* Work to do
Locate and copy every line in the items below that contains the word "blue".

* Record list
━━━━━━━━━━━━━━━━
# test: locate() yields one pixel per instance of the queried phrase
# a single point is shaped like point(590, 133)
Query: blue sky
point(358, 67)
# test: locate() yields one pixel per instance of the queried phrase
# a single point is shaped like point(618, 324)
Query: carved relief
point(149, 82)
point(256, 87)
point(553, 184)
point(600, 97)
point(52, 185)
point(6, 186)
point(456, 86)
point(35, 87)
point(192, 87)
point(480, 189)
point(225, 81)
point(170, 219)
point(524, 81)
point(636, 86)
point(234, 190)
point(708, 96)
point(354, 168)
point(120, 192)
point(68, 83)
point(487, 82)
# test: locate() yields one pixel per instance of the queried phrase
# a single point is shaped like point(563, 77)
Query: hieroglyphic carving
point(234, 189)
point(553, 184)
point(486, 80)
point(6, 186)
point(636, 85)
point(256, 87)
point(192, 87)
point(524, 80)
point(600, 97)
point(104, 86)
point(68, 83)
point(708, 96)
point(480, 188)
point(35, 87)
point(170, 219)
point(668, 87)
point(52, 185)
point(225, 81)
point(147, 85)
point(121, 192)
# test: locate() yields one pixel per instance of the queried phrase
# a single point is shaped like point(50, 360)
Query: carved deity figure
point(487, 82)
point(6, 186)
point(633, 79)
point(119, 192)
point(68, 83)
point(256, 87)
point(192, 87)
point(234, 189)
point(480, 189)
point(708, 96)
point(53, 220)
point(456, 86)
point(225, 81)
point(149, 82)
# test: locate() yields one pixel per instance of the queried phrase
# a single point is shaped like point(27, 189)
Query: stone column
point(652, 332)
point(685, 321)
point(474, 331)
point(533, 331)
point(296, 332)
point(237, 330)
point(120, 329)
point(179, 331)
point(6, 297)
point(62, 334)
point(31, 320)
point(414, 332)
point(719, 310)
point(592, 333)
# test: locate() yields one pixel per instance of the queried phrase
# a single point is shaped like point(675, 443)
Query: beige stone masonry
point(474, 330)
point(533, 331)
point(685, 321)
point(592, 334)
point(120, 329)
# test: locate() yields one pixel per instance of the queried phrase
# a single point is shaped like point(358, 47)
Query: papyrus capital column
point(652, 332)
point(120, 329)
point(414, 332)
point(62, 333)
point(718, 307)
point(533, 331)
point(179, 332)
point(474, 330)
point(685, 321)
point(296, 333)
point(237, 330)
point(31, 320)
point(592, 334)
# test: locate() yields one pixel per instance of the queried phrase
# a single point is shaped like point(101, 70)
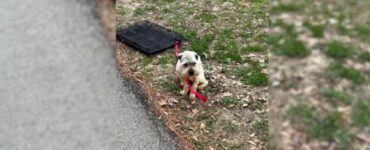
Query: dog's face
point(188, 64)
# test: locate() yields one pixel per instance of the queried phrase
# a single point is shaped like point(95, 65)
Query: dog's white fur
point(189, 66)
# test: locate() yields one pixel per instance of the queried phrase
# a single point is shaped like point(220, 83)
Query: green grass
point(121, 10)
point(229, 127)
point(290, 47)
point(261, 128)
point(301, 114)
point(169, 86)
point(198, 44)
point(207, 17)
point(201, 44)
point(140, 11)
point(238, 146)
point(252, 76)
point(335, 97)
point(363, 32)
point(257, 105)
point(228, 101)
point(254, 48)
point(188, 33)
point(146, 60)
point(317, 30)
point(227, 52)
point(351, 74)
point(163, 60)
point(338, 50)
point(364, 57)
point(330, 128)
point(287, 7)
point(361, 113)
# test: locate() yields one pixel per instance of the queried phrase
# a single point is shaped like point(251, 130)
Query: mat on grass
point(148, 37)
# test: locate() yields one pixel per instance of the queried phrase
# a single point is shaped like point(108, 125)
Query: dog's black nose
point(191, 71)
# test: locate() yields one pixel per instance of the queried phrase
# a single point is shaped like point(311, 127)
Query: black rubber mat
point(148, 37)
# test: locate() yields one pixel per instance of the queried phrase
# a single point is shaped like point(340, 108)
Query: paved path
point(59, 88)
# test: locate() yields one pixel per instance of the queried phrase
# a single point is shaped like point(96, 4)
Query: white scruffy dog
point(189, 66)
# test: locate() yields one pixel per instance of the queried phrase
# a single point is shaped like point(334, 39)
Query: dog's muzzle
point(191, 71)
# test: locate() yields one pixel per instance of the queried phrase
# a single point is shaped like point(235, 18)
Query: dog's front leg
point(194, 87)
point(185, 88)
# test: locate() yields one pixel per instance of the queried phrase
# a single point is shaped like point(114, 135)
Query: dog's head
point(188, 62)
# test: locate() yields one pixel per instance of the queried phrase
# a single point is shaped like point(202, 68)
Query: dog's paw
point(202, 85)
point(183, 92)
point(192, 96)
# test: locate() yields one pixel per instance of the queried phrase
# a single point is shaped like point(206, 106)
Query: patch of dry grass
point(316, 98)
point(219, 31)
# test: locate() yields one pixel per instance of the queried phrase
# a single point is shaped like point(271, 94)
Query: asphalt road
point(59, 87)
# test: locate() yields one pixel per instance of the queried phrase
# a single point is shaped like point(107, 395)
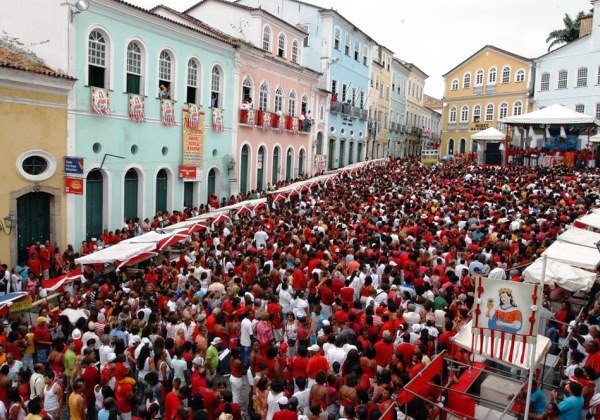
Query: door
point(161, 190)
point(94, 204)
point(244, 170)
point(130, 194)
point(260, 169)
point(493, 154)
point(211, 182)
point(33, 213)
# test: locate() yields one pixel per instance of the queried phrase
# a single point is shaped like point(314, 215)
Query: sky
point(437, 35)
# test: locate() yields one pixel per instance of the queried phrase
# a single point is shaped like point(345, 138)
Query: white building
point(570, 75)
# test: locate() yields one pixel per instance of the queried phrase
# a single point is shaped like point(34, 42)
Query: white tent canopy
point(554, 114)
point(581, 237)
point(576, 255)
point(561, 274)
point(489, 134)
━━━━━━━━━━━━━━━━
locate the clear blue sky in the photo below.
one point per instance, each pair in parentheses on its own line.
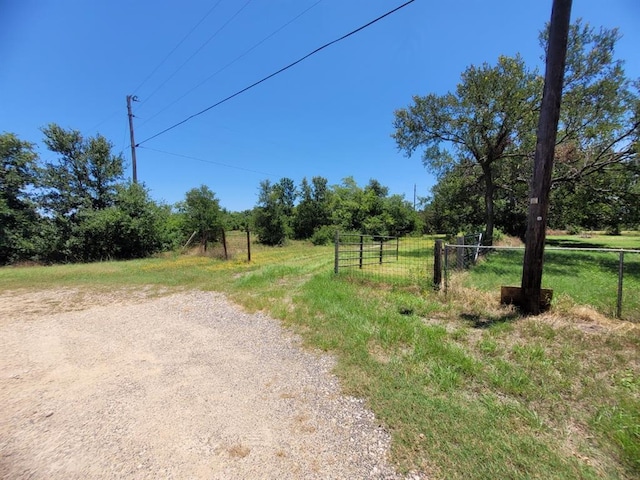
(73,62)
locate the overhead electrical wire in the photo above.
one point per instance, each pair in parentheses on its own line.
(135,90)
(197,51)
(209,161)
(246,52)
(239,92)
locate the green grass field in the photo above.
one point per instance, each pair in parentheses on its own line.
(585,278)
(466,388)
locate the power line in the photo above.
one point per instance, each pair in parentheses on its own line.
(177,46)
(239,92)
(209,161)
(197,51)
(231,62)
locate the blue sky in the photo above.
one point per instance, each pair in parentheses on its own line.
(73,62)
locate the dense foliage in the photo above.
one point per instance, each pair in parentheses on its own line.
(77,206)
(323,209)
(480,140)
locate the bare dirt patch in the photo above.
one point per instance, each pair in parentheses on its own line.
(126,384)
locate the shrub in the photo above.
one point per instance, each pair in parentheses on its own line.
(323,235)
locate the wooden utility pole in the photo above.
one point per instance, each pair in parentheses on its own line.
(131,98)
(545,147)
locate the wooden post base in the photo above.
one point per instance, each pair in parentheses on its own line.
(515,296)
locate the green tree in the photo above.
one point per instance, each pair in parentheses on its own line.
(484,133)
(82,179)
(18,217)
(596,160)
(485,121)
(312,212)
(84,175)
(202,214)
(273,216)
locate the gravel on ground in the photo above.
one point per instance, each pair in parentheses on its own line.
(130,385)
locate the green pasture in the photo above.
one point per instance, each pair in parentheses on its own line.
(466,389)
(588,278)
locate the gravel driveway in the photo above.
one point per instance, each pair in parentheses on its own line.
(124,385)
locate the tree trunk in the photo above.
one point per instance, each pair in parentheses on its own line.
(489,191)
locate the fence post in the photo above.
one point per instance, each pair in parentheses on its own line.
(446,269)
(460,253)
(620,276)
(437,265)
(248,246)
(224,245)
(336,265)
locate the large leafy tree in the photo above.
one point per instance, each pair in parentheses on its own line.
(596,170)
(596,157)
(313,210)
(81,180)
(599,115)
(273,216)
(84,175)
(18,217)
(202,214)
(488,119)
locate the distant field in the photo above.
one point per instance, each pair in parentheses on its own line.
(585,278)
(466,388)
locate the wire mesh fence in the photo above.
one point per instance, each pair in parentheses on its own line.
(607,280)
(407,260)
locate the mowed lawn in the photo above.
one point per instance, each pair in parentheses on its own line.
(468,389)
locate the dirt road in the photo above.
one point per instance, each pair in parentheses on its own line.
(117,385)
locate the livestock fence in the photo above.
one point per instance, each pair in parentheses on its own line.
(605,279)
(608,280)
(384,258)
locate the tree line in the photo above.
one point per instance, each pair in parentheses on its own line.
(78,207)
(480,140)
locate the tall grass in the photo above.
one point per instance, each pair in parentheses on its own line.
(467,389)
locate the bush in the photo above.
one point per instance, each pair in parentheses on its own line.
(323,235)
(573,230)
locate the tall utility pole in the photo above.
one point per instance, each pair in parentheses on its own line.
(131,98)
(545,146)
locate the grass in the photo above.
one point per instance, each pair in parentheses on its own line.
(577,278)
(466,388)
━━━━━━━━━━━━━━━━
* Written reply
Query: blue sky
locate the clear blue sky in the photo below.
locate the blue sky in the photo above.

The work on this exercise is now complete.